DESCRIZIONE DEL COMPITO → Trascrivi tutti i record riportati qui sotto, riga per riga, senza cambiare nulla.

==== SEZIONE DATI

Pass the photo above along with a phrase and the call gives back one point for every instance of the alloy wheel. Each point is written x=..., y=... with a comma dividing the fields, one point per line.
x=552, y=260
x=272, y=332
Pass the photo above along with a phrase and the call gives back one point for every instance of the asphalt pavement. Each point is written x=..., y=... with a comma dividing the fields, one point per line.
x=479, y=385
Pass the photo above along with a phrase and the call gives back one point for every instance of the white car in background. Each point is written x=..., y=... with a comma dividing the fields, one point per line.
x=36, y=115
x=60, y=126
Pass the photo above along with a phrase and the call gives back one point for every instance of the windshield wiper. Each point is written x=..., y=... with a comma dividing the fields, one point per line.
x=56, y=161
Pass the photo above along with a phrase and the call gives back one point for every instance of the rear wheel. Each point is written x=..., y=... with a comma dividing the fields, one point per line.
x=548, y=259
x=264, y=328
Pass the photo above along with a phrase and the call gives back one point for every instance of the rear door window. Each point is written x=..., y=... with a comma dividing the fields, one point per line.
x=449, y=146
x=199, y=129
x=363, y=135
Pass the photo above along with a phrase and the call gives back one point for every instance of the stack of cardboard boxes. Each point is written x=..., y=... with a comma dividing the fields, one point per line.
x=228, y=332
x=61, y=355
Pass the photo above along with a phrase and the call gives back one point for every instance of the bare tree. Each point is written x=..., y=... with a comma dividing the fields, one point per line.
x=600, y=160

========

RISPOSTA SCRITTA →
Pass the photo above along with a phrase and the call gives back one point for every instance of the alloy wheel. Each point is written x=..., y=... with a comma dividing the fields, one point per line.
x=552, y=260
x=272, y=332
Pass the photo above along with a phrase and the call gives back one point for every instance of the asphalt pavement. Each point is written x=..., y=... with a comma dividing the fields, one point per line.
x=479, y=385
Pass the photo above along with a phrase and the call gives back one point for every instance of the white car in background. Each point is written x=..., y=... with a comma dividing the fields, one point per line.
x=36, y=115
x=60, y=126
Pass the photo above along with a phrase and the call gives back one point for every instance of the windshield wiper. Each point is written x=..., y=... with a comma dividing the fields, one point per line.
x=56, y=161
Pass the photo above along with a phrase and the call gives back one point for every instance of the rear wheel. Each point is written x=..., y=... with a comma dividing the fields, one point per line.
x=548, y=259
x=264, y=328
Pass the photo above along with a phrase and the call gives back one point for every instance of the rear door window. Each point is written x=..., y=... with a comma dividing the fields, one point per line.
x=449, y=146
x=199, y=129
x=363, y=135
Pass the photo above along with a phrase and the call gives back one point for every instance of the stack of cardboard boxes. Each point is written x=..., y=... with a comma dividing the fields, one point per line.
x=228, y=332
x=61, y=355
Pass the photo above along with a phrase and the call gives back one point for every instance of the bare tree. Each point is written x=..., y=... with a comma dividing the fields, one point per line.
x=600, y=160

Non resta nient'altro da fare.